■ Assignment
Going down the listing below, print exactly each line from the one with "pixel 58 69" up to and including the one with "pixel 70 95", and skip the rest.

■ Input for this task
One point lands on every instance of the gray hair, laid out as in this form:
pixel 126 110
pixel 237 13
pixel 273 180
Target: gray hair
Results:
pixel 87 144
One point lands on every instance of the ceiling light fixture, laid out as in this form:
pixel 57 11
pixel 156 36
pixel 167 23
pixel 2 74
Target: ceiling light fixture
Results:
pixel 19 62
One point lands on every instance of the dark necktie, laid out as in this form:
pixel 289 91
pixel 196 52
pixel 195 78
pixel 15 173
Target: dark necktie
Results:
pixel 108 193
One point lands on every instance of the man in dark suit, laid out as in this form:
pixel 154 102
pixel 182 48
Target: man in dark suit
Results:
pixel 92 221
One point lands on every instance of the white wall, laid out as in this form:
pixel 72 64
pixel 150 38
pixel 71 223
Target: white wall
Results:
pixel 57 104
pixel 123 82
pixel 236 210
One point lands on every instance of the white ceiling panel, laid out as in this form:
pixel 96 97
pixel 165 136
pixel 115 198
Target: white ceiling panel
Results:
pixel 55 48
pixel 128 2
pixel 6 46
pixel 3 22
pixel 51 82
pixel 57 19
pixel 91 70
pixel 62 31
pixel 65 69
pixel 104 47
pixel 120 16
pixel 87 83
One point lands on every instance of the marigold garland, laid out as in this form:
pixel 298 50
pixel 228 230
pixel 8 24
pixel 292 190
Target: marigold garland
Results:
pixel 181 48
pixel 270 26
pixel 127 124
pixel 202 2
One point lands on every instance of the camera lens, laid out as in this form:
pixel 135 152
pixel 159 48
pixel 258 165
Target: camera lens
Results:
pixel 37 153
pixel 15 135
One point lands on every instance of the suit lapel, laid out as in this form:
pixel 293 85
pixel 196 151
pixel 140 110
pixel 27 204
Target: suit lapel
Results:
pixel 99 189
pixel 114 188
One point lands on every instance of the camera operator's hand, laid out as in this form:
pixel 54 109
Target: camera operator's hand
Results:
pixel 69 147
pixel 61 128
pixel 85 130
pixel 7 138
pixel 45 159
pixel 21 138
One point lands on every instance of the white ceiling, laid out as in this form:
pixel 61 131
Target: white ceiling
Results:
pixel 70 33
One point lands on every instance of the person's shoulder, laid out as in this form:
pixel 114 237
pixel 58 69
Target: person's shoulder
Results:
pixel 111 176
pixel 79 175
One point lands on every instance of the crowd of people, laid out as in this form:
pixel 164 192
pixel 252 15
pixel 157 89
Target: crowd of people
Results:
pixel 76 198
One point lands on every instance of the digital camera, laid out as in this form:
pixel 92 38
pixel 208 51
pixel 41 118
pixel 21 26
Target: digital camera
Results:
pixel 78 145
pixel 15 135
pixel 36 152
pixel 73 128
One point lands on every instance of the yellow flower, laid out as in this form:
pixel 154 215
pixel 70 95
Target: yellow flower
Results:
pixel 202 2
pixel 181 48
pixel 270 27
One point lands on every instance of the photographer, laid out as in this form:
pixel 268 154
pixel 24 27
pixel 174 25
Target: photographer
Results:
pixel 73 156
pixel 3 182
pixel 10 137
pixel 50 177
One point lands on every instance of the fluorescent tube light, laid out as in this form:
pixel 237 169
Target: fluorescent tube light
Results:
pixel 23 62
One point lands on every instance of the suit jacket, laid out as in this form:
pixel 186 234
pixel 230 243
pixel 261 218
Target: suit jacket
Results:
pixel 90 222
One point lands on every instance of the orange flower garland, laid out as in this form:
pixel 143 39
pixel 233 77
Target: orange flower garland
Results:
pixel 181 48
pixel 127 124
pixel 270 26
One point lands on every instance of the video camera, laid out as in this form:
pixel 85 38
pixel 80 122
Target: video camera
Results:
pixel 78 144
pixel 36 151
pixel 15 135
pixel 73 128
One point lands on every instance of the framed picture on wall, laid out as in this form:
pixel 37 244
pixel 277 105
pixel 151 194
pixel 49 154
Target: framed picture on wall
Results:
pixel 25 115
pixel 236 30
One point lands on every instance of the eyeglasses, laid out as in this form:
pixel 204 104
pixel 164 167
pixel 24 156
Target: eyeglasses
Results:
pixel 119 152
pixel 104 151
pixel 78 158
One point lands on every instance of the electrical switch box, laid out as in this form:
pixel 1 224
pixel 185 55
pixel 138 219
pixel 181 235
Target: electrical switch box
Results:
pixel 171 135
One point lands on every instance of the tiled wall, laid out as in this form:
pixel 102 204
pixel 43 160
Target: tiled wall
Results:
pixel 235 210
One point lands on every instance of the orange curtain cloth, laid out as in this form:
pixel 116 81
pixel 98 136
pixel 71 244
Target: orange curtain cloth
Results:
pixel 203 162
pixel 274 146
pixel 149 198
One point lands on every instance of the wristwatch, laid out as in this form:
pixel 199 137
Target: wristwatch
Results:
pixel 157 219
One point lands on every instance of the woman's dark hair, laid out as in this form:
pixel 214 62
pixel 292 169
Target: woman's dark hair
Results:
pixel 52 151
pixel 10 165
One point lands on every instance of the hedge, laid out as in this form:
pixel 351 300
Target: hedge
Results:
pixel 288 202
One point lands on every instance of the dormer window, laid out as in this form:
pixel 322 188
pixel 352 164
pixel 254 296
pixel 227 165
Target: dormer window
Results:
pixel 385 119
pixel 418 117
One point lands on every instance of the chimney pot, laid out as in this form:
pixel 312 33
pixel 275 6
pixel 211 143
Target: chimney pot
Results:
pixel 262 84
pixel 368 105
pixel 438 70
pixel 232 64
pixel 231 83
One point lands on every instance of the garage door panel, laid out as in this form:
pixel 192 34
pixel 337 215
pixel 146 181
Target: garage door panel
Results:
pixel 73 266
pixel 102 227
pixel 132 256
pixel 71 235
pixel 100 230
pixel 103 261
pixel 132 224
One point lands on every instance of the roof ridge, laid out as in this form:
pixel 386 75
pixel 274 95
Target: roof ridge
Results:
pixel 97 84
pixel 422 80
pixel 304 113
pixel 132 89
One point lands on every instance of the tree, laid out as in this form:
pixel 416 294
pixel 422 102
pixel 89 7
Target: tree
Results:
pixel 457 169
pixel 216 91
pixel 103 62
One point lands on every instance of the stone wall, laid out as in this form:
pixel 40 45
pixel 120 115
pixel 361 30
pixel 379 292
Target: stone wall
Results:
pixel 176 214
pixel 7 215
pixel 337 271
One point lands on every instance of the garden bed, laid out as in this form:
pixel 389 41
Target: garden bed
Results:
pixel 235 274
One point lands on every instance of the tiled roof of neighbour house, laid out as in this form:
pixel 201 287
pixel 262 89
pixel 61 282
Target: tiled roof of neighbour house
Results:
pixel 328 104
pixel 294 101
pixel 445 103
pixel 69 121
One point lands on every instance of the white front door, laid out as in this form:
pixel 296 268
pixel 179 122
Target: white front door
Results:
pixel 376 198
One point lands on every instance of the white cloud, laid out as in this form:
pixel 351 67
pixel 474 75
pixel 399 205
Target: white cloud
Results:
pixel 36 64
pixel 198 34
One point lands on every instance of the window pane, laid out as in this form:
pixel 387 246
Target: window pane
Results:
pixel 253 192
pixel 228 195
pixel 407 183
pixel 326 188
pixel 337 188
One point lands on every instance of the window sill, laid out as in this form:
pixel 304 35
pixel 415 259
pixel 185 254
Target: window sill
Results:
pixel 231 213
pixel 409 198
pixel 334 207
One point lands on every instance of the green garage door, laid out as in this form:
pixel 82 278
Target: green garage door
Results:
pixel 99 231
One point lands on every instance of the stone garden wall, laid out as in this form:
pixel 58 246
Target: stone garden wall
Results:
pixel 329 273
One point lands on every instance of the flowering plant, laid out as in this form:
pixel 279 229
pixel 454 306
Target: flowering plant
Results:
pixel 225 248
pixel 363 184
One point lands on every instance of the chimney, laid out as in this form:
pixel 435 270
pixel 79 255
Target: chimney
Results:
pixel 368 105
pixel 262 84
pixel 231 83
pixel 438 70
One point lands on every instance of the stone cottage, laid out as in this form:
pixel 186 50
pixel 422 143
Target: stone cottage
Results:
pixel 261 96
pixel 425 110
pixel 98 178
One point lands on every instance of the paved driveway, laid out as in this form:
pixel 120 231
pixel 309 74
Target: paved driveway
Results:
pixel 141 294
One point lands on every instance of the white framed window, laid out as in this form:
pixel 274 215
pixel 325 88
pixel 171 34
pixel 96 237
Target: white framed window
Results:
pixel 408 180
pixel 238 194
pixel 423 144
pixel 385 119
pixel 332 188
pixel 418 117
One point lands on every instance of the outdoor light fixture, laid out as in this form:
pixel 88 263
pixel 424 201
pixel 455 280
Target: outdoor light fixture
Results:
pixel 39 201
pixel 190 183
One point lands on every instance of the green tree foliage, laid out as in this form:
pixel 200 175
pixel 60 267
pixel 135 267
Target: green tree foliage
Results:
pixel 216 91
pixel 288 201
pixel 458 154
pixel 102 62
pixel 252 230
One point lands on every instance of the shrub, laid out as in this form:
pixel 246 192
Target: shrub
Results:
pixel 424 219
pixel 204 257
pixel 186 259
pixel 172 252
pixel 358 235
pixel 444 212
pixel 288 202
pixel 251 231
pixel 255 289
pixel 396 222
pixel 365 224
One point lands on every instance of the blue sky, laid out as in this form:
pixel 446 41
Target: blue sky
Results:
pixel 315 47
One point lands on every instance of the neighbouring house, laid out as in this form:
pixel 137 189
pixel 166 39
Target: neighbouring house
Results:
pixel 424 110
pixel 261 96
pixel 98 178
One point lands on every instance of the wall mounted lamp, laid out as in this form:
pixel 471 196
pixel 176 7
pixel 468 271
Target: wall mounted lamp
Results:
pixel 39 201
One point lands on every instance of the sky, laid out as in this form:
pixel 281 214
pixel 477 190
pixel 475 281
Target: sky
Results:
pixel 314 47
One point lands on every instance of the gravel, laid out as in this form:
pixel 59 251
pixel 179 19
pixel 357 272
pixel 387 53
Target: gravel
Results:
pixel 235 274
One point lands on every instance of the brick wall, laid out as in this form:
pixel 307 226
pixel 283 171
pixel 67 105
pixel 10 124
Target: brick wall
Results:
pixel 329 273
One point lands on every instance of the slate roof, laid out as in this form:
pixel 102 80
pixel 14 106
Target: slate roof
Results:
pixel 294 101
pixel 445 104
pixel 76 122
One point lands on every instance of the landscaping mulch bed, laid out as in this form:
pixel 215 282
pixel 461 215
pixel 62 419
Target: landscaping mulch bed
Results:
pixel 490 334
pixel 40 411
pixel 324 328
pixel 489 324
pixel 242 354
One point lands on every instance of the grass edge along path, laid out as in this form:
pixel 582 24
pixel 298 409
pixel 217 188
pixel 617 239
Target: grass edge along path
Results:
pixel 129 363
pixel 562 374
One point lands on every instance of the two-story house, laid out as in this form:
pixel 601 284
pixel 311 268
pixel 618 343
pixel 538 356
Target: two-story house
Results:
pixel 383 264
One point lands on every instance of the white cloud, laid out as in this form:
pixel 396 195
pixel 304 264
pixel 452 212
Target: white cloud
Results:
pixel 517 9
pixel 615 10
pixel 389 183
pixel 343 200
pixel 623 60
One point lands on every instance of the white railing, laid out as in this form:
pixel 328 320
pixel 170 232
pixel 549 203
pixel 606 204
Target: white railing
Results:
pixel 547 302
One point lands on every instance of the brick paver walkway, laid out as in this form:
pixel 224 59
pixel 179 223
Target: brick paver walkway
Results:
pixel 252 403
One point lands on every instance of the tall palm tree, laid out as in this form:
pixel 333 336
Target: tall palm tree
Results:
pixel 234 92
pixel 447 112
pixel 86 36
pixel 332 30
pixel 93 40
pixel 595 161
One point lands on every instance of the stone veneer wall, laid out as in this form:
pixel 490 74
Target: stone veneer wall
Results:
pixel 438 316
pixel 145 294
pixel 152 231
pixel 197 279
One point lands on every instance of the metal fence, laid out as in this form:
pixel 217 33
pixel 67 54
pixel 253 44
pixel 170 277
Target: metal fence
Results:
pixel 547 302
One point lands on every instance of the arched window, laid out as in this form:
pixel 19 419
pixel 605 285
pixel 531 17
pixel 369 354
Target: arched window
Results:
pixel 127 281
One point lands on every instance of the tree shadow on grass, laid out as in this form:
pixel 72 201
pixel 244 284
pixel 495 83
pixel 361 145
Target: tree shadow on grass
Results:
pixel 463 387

■ Response below
pixel 58 69
Target: person's shoulder
Results:
pixel 111 176
pixel 79 175
One point lands on every instance of the crowd of people, laid out as in this form:
pixel 164 192
pixel 252 15
pixel 157 89
Target: crowd of people
Results:
pixel 76 198
One point lands on every instance of the digital camera, laid out as in this form:
pixel 92 38
pixel 208 51
pixel 41 118
pixel 21 26
Target: digital camera
Results:
pixel 78 145
pixel 15 135
pixel 36 152
pixel 73 128
One point lands on every instance of the yellow flower, laid out as in this form:
pixel 154 215
pixel 70 95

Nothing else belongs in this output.